▸ TEXTO:
■ ■ ■ ■ ■

Correndo o risco de ser paradoxal, não é o objetivo deste artigo analisar os impactos processuais dos negócios jurídicos processuais. O objetivo é evocar possíveis benefícios extrajudiciais (e eminentemente econômicos) dos negócios jurídicos pré-processuais. Ficou confuso? Peço a gentileza de continuar a ler as próximas linhas, que trazem alguns esclarecimentos.

A nomenclatura dos “negócios jurídicos pré-processuais” decorre do fato de serem convenções que geram efeitos, primordialmente, no processo judicial, uma vez instaurado. Os exemplos são encontrados em profusão na doutrina[2]: redução de prazos, ônus da prova, tentativa de acordo… Sua categorização como típicos ou atípicos, por sua vez, decorre simplesmente do fato de estarem previstos na legislação processual.

O Código de Processo Civil de 2015 trouxe ao ordenamento jurídico uma cláusula geral de negociação, em seu artigo 190[3], que contempla a autonomia da vontade das partes em âmbito processual. Seu grande valor, à luz de uma advocacia consultiva e focada na prevenção de conflitos, é o oferecimento de um fundamento e de balizas para os negócios processuais atípicos, ou seja, aqueles que surgem da convenção dos particulares.

Não há como negar: processos judiciais são custosos e sempre possuem um grau de incerteza. Poder adequá-los à realidade das partes, na medida do possível, é uma grande vantagem.

Quando trazemos essa percepção ao direito empresarial e, mais especificamente, aos atos constitutivos de uma sociedade, encontramos um campo relativamente inexplorado de possibilidades jurídicas, em que pequenos cuidados prévios podem levar a ganhos significativos ao longo do desempenho das atividades da pessoa jurídica.

Poucos são aqueles preocupados com os litígios na hora de constituir uma sociedade, já que normalmente a empolgação negocial se impõe. Esse papel é, via de regra, deixado aos advogados – afinal, já estão acostumados a lidar com problemas. Nada mais justo que deixar a cargo deles esse cuidado, não?

Não. Ou melhor, não apenas a cargo deles.

■ ■ ■ ■ ■

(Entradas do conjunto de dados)
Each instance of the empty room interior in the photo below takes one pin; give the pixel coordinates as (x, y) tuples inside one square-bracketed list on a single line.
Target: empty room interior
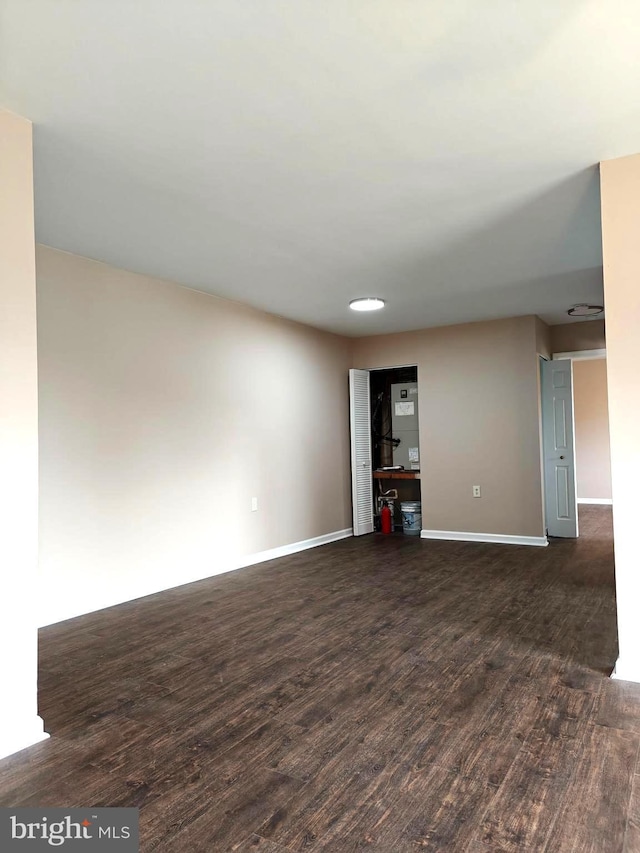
[(319, 418)]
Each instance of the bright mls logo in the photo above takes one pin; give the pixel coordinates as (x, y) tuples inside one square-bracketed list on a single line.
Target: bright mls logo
[(70, 829)]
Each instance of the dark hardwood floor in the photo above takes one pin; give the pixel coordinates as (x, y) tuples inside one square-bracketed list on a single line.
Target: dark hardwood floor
[(382, 694)]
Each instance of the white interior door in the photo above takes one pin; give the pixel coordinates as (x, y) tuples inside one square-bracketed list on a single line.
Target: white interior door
[(361, 474), (558, 447)]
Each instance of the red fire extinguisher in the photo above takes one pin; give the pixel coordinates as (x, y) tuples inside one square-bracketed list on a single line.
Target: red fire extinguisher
[(386, 519)]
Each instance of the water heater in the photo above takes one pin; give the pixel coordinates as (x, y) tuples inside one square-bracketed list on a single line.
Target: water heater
[(404, 425)]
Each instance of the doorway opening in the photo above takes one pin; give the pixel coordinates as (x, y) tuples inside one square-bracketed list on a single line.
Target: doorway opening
[(385, 448)]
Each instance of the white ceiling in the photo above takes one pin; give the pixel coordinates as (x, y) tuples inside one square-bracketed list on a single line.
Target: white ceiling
[(294, 154)]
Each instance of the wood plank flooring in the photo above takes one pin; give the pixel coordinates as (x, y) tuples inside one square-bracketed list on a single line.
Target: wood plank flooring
[(384, 694)]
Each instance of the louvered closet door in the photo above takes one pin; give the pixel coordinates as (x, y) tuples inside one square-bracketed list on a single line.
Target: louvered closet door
[(361, 477)]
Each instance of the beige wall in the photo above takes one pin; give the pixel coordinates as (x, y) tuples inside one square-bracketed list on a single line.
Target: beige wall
[(620, 193), (163, 412), (593, 466), (19, 723), (478, 422), (543, 338), (574, 337)]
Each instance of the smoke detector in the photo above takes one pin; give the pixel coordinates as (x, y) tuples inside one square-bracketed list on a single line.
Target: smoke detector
[(585, 310)]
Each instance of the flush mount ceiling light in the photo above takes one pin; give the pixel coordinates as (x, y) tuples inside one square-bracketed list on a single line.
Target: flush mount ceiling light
[(366, 303), (584, 310)]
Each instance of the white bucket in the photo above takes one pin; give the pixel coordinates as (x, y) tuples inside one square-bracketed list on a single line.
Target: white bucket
[(411, 517)]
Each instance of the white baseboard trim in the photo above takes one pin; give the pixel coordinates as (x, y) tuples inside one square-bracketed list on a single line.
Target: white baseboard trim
[(20, 735), (294, 547), (623, 672), (51, 615), (494, 538)]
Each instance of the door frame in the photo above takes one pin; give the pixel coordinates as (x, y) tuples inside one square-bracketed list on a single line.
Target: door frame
[(372, 370)]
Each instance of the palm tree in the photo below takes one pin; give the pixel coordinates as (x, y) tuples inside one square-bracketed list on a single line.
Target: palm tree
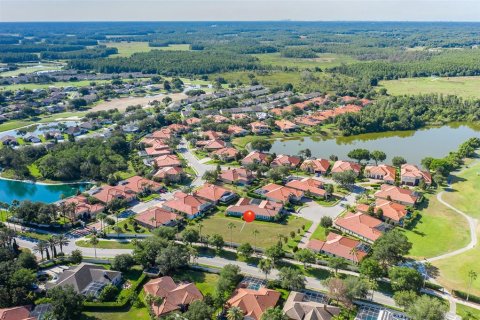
[(94, 241), (62, 240), (230, 227), (472, 275), (40, 247), (234, 313), (52, 242), (266, 265)]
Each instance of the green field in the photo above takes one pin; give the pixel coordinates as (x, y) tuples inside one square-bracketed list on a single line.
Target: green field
[(324, 60), (243, 232), (466, 87), (468, 313), (439, 230), (466, 188), (31, 68)]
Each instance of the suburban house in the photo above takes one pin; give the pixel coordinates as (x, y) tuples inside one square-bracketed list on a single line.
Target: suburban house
[(226, 154), (403, 196), (174, 174), (253, 303), (169, 160), (381, 172), (317, 166), (286, 125), (174, 296), (187, 204), (138, 184), (240, 176), (411, 175), (259, 127), (278, 193), (361, 225), (308, 186), (299, 307), (156, 217), (342, 166), (392, 211), (87, 279), (287, 161), (215, 194), (106, 194), (339, 246), (255, 157), (263, 209), (84, 209), (16, 313)]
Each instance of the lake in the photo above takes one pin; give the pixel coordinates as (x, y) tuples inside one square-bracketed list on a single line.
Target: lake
[(412, 145), (22, 190)]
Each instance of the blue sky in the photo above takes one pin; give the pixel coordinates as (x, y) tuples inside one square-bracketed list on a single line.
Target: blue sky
[(220, 10)]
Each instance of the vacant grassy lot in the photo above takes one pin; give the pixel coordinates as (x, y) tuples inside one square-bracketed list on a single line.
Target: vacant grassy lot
[(243, 232), (324, 60), (465, 190), (438, 230), (466, 87)]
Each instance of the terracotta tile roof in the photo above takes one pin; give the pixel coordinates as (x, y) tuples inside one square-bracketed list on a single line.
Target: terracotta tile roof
[(298, 308), (397, 194), (160, 217), (361, 224), (185, 203), (211, 192), (82, 205), (387, 173), (168, 160), (255, 156), (281, 193), (285, 160), (174, 296), (412, 171), (308, 184), (254, 302), (16, 313), (341, 166), (316, 165), (262, 208), (237, 174), (339, 246)]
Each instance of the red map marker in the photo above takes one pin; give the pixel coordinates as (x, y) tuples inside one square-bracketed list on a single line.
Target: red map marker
[(248, 216)]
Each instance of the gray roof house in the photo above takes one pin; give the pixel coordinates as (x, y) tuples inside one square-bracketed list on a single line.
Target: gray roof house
[(87, 278)]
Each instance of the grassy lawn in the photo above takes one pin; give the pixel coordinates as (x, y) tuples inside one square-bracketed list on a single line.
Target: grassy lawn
[(243, 232), (324, 60), (320, 233), (468, 313), (465, 191), (466, 87), (106, 244), (204, 281), (438, 230)]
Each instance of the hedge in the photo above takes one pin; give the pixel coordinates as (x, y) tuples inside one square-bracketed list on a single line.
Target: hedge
[(463, 295), (124, 303)]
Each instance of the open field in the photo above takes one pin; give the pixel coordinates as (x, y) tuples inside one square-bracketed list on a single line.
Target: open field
[(466, 87), (31, 68), (126, 49), (324, 60), (465, 191), (439, 230), (243, 232), (122, 103)]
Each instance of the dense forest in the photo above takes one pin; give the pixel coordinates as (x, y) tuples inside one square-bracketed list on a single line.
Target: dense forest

■ ■ ■ ■ ■

▸ DESAFIOS:
A. Pode devolver, sem nenhuma alteração, tudo o que vai de "Quando trazemos essa" até "a cargo deles." no texto sobre negócios jurídicos pré-processuais?
B. Como prossegue o texto sobre negócios jurídicos pré-processuais? Escreva a parte seguinte, começando logo depois da última frase apresentada.

▸ RESPOSTAS FINAIS:
A.
Quando trazemos essa percepção ao direito empresarial e, mais especificamente, aos atos constitutivos de uma sociedade, encontramos um campo relativamente inexplorado de possibilidades jurídicas, em que pequenos cuidados prévios podem levar a ganhos significativos ao longo do desempenho das atividades da pessoa jurídica.

Poucos são aqueles preocupados com os litígios na hora de constituir uma sociedade, já que normalmente a empolgação negocial se impõe. Esse papel é, via de regra, deixado aos advogados – afinal, já estão acostumados a lidar com problemas. Nada mais justo que deixar a cargo deles esse cuidado, não?

Não. Ou melhor, não apenas a cargo deles.

B.
Veja-se, as pessoas que decidem entrar em sociedade são as que possuem a real dimensão de suas capacidades e limitações, especialmente as econômicas. Uma empresa existe para lucrar e qualquer litígio no meio do caminho que demande o envolvimento de advogados, especialmente envolvendo os próprios sócios, é um custo que deve ser absorvido.

O papel do advogado na constituição de uma empresa, e já mencionei isso em meu artigo anterior sobre o papel da linguagem em contratos, é de prevenir conflitos, antecipando e exaurindo pontos de divergência. O revestimento técnico da vontade das partes é consequência de um diálogo refinado que permita traduzir, no clausulado, o consenso das partes – no caso, os sócios.

Os negócios jurídicos pré-processuais atípicos, portanto, têm o condão de estabelecer normas a reger eventual conflito judicial entre sócios de forma mais harmônica, mais personalizada. Dou alguns exemplos para trazer essa abstração ao mundo real.

Imagine-se: uma disposição contratual que estabeleça a necessidade de uma instrução preliminar ao ajuizamento da ação, de modo a tornar seu trâmite mais célere; vedação de perícia ou obrigatoriedade de sua realização prévia; ainda, determinação de impenhorabilidade de bens.

Podemos ir mais longe, a território ainda nebuloso e controvertido no mundo jurídico: o estabelecimento de litisconsórcio necessário, possivelmente englobando a pessoa jurídica de que são sócios[4]; o estabelecimento de uma divisão igualitária das custas e despesas judiciais; e até mesmo a utilização de provas emprestadas de outros processos envolvendo a empresa.

Não nos olvidemos de questão ainda pouco experimentada na prática forense: a existência de vinculação de sócios ingressantes a negócios jurídicos pré-processuais estabelecidos em contrato ou estatuto social.

O campo de atuação é vasto, e o novo regramento processual brasileiro ainda está em desenvolvimento no que diz respeito a essa temática. Entretanto, a aproximação da autonomia processual com o direito empresarial é inevitável, sobretudo para as empresas que atuam em ramos com alto grau de litígios.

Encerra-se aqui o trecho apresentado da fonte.